[Raw listing]
»»

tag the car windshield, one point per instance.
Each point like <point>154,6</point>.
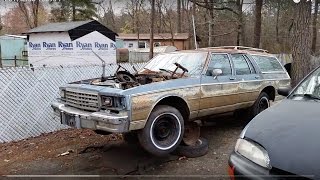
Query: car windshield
<point>309,89</point>
<point>193,62</point>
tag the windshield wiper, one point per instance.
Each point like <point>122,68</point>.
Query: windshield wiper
<point>309,96</point>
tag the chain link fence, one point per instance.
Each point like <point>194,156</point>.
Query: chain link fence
<point>26,94</point>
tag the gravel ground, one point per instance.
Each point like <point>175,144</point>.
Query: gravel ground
<point>82,152</point>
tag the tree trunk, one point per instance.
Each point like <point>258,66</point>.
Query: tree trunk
<point>301,48</point>
<point>179,16</point>
<point>314,27</point>
<point>211,24</point>
<point>277,22</point>
<point>239,4</point>
<point>151,29</point>
<point>159,6</point>
<point>257,26</point>
<point>73,11</point>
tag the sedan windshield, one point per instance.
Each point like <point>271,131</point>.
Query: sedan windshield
<point>193,62</point>
<point>309,89</point>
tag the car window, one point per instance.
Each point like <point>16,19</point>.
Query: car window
<point>267,64</point>
<point>253,71</point>
<point>219,61</point>
<point>240,64</point>
<point>309,88</point>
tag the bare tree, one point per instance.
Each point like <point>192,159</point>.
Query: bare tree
<point>301,48</point>
<point>314,26</point>
<point>257,26</point>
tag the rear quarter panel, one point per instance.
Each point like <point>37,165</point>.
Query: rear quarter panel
<point>145,98</point>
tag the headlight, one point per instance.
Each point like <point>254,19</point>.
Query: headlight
<point>253,152</point>
<point>62,93</point>
<point>106,101</point>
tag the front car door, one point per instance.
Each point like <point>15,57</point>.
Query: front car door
<point>218,94</point>
<point>249,80</point>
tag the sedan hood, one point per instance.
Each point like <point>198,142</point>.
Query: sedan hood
<point>290,132</point>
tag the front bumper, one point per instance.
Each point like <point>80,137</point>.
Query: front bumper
<point>109,122</point>
<point>245,169</point>
<point>242,168</point>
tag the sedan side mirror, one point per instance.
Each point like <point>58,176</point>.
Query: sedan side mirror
<point>216,72</point>
<point>284,91</point>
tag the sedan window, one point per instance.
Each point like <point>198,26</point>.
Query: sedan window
<point>240,64</point>
<point>309,88</point>
<point>219,61</point>
<point>267,64</point>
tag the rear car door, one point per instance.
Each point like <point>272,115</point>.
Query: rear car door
<point>250,81</point>
<point>218,94</point>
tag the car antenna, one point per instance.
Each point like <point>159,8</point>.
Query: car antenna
<point>103,76</point>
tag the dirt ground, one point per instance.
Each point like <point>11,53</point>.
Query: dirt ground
<point>82,152</point>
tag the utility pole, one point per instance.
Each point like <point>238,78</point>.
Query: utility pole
<point>152,29</point>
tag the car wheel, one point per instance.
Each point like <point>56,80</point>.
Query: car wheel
<point>261,104</point>
<point>201,148</point>
<point>163,131</point>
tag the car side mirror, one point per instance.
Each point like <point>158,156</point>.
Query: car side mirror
<point>216,73</point>
<point>284,91</point>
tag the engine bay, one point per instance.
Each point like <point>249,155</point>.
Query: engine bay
<point>123,79</point>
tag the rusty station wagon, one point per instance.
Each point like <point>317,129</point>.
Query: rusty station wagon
<point>173,90</point>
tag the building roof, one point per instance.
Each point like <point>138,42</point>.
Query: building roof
<point>161,36</point>
<point>75,29</point>
<point>58,27</point>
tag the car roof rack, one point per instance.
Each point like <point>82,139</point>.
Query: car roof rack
<point>240,48</point>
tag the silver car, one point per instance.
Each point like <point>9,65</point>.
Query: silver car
<point>173,90</point>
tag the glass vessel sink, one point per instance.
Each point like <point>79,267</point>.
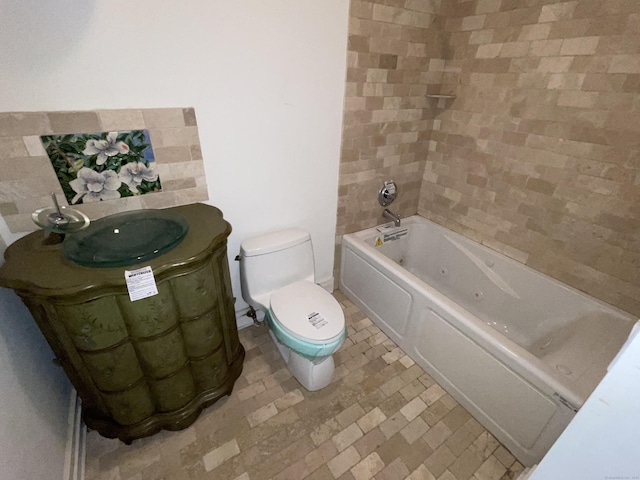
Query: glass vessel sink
<point>126,238</point>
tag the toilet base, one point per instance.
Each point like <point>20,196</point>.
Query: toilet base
<point>311,375</point>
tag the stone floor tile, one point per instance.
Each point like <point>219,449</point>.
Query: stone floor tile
<point>393,424</point>
<point>414,408</point>
<point>466,465</point>
<point>432,394</point>
<point>350,415</point>
<point>421,473</point>
<point>395,470</point>
<point>347,437</point>
<point>416,429</point>
<point>447,475</point>
<point>220,455</point>
<point>491,469</point>
<point>321,455</point>
<point>371,420</point>
<point>412,390</point>
<point>440,460</point>
<point>437,434</point>
<point>370,442</point>
<point>505,456</point>
<point>262,414</point>
<point>366,468</point>
<point>343,462</point>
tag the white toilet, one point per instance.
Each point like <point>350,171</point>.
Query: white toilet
<point>305,321</point>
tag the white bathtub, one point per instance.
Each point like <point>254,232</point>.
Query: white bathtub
<point>520,350</point>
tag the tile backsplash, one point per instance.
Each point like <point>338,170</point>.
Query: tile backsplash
<point>27,177</point>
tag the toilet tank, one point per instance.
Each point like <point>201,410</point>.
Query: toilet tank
<point>273,260</point>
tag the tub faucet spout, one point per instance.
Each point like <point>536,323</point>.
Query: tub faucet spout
<point>389,214</point>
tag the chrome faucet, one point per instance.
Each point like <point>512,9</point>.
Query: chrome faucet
<point>389,214</point>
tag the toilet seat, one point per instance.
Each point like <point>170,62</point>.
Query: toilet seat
<point>307,311</point>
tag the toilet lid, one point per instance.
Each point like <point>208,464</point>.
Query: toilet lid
<point>308,311</point>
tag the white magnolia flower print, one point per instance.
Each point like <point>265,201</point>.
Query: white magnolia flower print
<point>105,148</point>
<point>134,172</point>
<point>91,186</point>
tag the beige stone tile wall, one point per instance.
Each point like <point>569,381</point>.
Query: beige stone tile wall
<point>539,155</point>
<point>395,58</point>
<point>27,177</point>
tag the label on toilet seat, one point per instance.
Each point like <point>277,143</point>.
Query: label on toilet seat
<point>317,320</point>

««

> [Written task]:
Render every line of the listing above as a numbered list, omitting any blank lines and excluding the pictures.

> [Full answer]:
1. tag the car windshield, one point per instance.
2. Each point like <point>154,6</point>.
3. Query: car windshield
4. <point>309,89</point>
5. <point>193,62</point>
6. tag the windshield wiper, one point per instance.
7. Each point like <point>122,68</point>.
8. Query: windshield wiper
9. <point>309,96</point>
10. tag the chain link fence, one point per instance.
11. Each point like <point>194,156</point>.
12. Query: chain link fence
13. <point>26,94</point>
14. tag the gravel ground, one point per instance.
15. Each point like <point>175,144</point>.
16. Query: gravel ground
17. <point>82,152</point>
18. tag the tree trunk, one point per instance.
19. Each point like <point>258,66</point>.
20. Query: tree trunk
21. <point>301,48</point>
22. <point>179,16</point>
23. <point>314,27</point>
24. <point>211,24</point>
25. <point>277,22</point>
26. <point>239,4</point>
27. <point>151,29</point>
28. <point>159,6</point>
29. <point>257,26</point>
30. <point>73,11</point>
31. tag the sedan windshield, one point per instance.
32. Each point like <point>271,131</point>.
33. Query: sedan windshield
34. <point>193,62</point>
35. <point>309,89</point>
36. tag the car window, one point per instance.
37. Each point like <point>16,19</point>.
38. Query: car window
39. <point>267,64</point>
40. <point>253,71</point>
41. <point>219,61</point>
42. <point>240,64</point>
43. <point>309,88</point>
44. tag the bare tree, one point per instance.
45. Each point like <point>192,159</point>.
46. Query: bare tree
47. <point>301,48</point>
48. <point>314,26</point>
49. <point>257,26</point>
50. tag the rear quarter panel, one point per instance.
51. Each point like <point>37,165</point>.
52. Query: rear quarter panel
53. <point>145,98</point>
54. tag the headlight, one point per instance.
55. Each point like <point>254,19</point>.
56. Query: headlight
57. <point>253,152</point>
58. <point>62,93</point>
59. <point>106,101</point>
60. tag the front car door, one point per instance.
61. Each point like <point>15,57</point>.
62. Query: front car door
63. <point>218,94</point>
64. <point>249,80</point>
65. tag the sedan hood, one point per instance.
66. Each point like <point>198,142</point>.
67. Query: sedan hood
68. <point>290,132</point>
69. tag the front bumper, one point per instance.
70. Each point like <point>80,137</point>.
71. Query: front bumper
72. <point>109,122</point>
73. <point>245,169</point>
74. <point>242,168</point>
75. tag the sedan side mirror, one point per instance.
76. Each point like <point>58,176</point>.
77. Query: sedan side mirror
78. <point>216,72</point>
79. <point>284,91</point>
80. tag the sedan window, one point per instance.
81. Each point like <point>198,26</point>.
82. Query: sedan window
83. <point>240,64</point>
84. <point>309,88</point>
85. <point>219,61</point>
86. <point>267,64</point>
87. tag the rear car door, one point per instance.
88. Each point like <point>272,115</point>.
89. Query: rear car door
90. <point>250,81</point>
91. <point>218,94</point>
92. tag the car antenna, one point per instance.
93. Each point like <point>159,8</point>.
94. Query: car antenna
95. <point>103,76</point>
96. tag the dirt ground, one point per instance.
97. Each point like <point>11,53</point>.
98. Query: dirt ground
99. <point>82,152</point>
100. tag the utility pole, one point per instance.
101. Each point like <point>238,78</point>.
102. Query: utility pole
103. <point>152,29</point>
104. tag the car wheel, one point per instance.
105. Each point like <point>56,80</point>.
106. Query: car wheel
107. <point>261,104</point>
108. <point>201,148</point>
109. <point>163,131</point>
110. tag the car side mirror, one point per instance.
111. Each point like <point>158,156</point>.
112. Query: car side mirror
113. <point>216,73</point>
114. <point>284,91</point>
115. tag the engine bay, one point per instance.
116. Each point like <point>249,155</point>.
117. Query: engine bay
118. <point>123,79</point>
119. tag the rusty station wagon, one point per instance.
120. Each point like <point>317,129</point>.
121. Query: rusty station wagon
122. <point>173,90</point>
123. tag the building roof, one point per instance.
124. Each point like <point>138,42</point>.
125. Query: building roof
126. <point>161,36</point>
127. <point>75,29</point>
128. <point>58,27</point>
129. tag the car roof rack, one point per instance.
130. Each point like <point>82,139</point>.
131. Query: car roof rack
132. <point>240,48</point>
133. tag the silver car, one point per instance.
134. Each point like <point>9,65</point>.
135. Query: silver car
136. <point>173,90</point>
137. tag the glass vessel sink, one point per instance.
138. Each point like <point>79,267</point>.
139. Query: glass vessel sink
140. <point>126,238</point>
141. tag the toilet base, one point per instance.
142. Each point like <point>20,196</point>.
143. Query: toilet base
144. <point>311,375</point>
145. tag the stone floor tile, one point per instance.
146. Each point like <point>219,449</point>.
147. Query: stone floor tile
148. <point>393,424</point>
149. <point>414,408</point>
150. <point>466,465</point>
151. <point>432,394</point>
152. <point>350,415</point>
153. <point>421,473</point>
154. <point>395,470</point>
155. <point>347,437</point>
156. <point>416,429</point>
157. <point>447,475</point>
158. <point>220,455</point>
159. <point>491,469</point>
160. <point>321,455</point>
161. <point>371,420</point>
162. <point>412,390</point>
163. <point>440,460</point>
164. <point>437,434</point>
165. <point>370,442</point>
166. <point>505,456</point>
167. <point>262,414</point>
168. <point>366,468</point>
169. <point>343,462</point>
170. tag the white toilet, one point per instance.
171. Each point like <point>350,171</point>.
172. Query: white toilet
173. <point>305,321</point>
174. tag the white bathtub, one point per instance.
175. Each point like <point>254,232</point>.
176. Query: white bathtub
177. <point>520,350</point>
178. tag the tile backsplash, one point per instance.
179. Each point like <point>338,170</point>.
180. Query: tile backsplash
181. <point>27,177</point>
182. tag the toilet tank, one point per instance.
183. Each point like <point>201,410</point>.
184. Query: toilet tank
185. <point>273,260</point>
186. tag the tub faucet spout, one point per instance.
187. Each point like <point>536,323</point>.
188. Query: tub faucet spout
189. <point>389,214</point>
190. tag the chrome faucet, one point per instance.
191. Each point like <point>512,9</point>.
192. Query: chrome faucet
193. <point>389,214</point>
194. tag the toilet seat, one point per instance.
195. Each point like <point>170,62</point>.
196. Query: toilet seat
197. <point>307,311</point>
198. tag the toilet lid, one point per instance.
199. Each point like <point>208,464</point>.
200. Query: toilet lid
201. <point>308,311</point>
202. tag the white magnolia flower print, one point per instance.
203. Each point like <point>265,201</point>.
204. Query: white magnolia flower print
205. <point>105,148</point>
206. <point>134,172</point>
207. <point>91,186</point>
208. tag the beige stone tile wall, one point per instance.
209. Each point like <point>569,381</point>.
210. Query: beige stone tile wall
211. <point>539,155</point>
212. <point>395,58</point>
213. <point>27,177</point>
214. tag the label on toilet seat, one point per instance.
215. Each point like <point>277,143</point>.
216. Query: label on toilet seat
217. <point>317,320</point>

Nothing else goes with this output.